> **Written problem**: Every entry below must be repeated exactly; skip the pictures.

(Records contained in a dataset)
**********

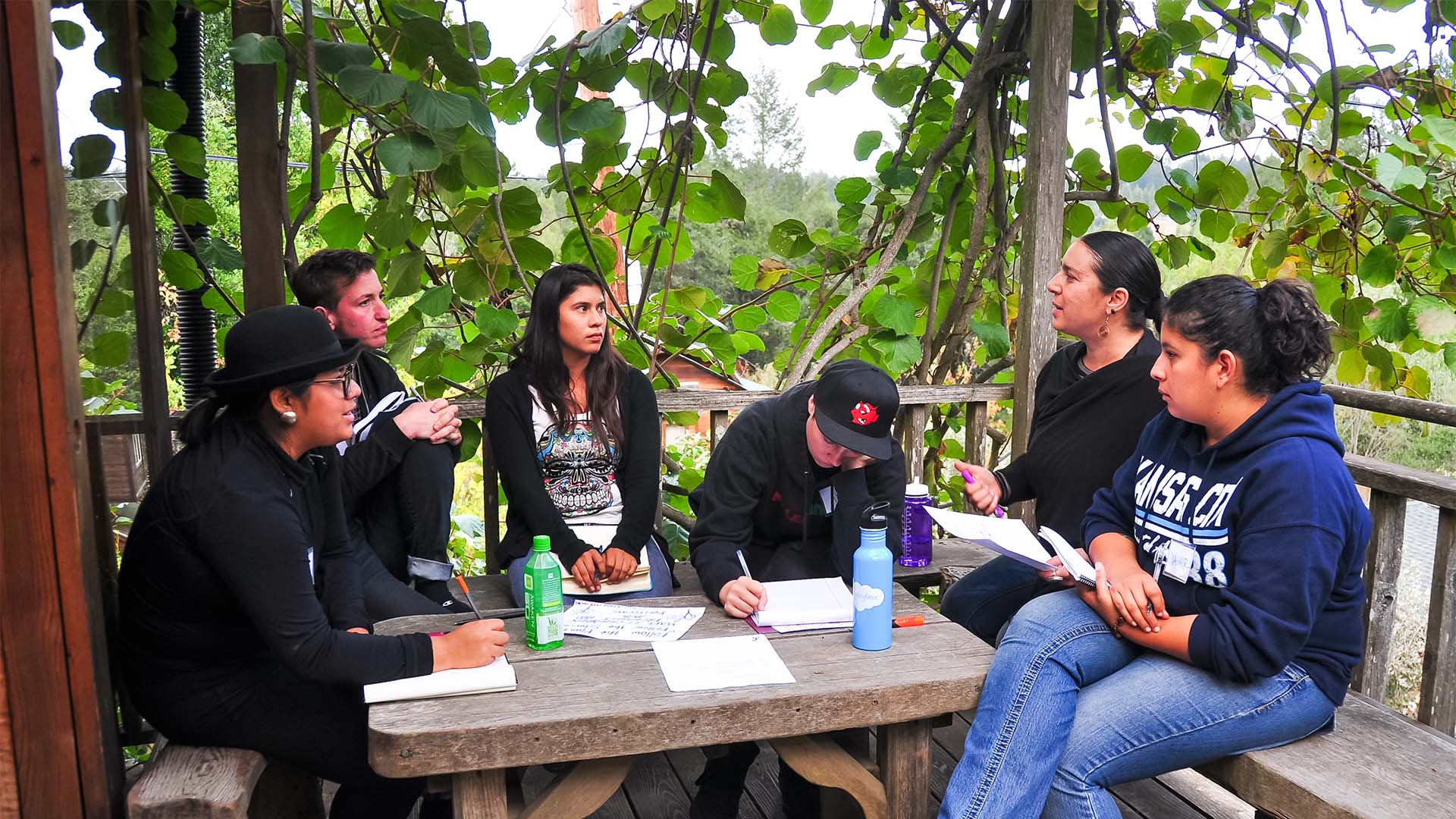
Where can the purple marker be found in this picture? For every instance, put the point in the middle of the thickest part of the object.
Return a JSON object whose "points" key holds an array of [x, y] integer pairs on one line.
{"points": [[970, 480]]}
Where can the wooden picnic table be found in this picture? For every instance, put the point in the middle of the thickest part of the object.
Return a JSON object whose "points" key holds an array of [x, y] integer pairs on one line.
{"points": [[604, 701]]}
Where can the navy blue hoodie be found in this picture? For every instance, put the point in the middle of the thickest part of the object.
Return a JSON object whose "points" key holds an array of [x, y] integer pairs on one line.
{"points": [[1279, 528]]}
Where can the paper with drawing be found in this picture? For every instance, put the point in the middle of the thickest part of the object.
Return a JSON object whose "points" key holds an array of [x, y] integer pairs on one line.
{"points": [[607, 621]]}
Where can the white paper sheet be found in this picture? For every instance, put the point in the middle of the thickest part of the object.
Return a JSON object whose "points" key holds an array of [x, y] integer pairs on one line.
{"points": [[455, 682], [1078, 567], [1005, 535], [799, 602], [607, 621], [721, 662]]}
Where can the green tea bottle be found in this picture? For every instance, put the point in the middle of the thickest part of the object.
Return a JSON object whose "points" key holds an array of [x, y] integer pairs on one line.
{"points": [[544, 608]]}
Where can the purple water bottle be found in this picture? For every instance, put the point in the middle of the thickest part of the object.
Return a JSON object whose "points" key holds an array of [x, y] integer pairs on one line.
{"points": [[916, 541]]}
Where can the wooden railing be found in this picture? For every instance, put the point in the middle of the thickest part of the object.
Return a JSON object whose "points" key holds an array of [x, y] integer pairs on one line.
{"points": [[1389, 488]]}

**********

> **Answer to this task**:
Where can the purple marker be found in this picture? For every instance, put the point in the middle of the thickest part of the object.
Return a JSON object whose "points" key holds an array of [x, y] integer pairs on one line.
{"points": [[970, 480]]}
Where can the wooden picnic table be found in this picture? For every instance, put the point in the middle of the thickest part of the object.
Return a JSON object whose "points" key holds an array of [x, y] integer pairs on one line.
{"points": [[604, 701]]}
Where can the navy blue hoodie be found in this picture? For every instance, put the point in the middle of the thickest part of the object.
Return a JSON object whose "points" key holds an array of [x, y] integer pairs on one line.
{"points": [[1279, 528]]}
Where can the paper with drawing be found in this picture? For every instance, put the point in the middle of the thickest part of the object.
Return a JSON object whose "points" key holds an array of [x, y] integer pairs on one line.
{"points": [[607, 621]]}
Where can the white paper sheet be found in this picture? For every instance, put the point in the middle of the thickest part of the object.
Return a JSON object whose "points" key holds an array of [x, y] integer pairs on one line.
{"points": [[455, 682], [1078, 567], [1005, 535], [799, 602], [607, 621], [721, 662]]}
Where can the green tea bottle be found in this picture? For every instance, put the point in the middle of the thickest part of the object.
Return a JSON object whose "points" key holds an array of [x, y] integer pairs on one line.
{"points": [[544, 608]]}
Where can the purple water bottle be found in this picture? For every instance, put the point in the middle of the thickest part of the object.
Return a JSON object whose "points" key holds an array of [x, y] integer pairs on one line.
{"points": [[916, 541]]}
Where can the wooden railing be found in this picture? For every instance, put the point in the middle of the thickest part of the object.
Return a JSON object whose "points" key holds an array of [x, y] integer pairs on one line.
{"points": [[1389, 488]]}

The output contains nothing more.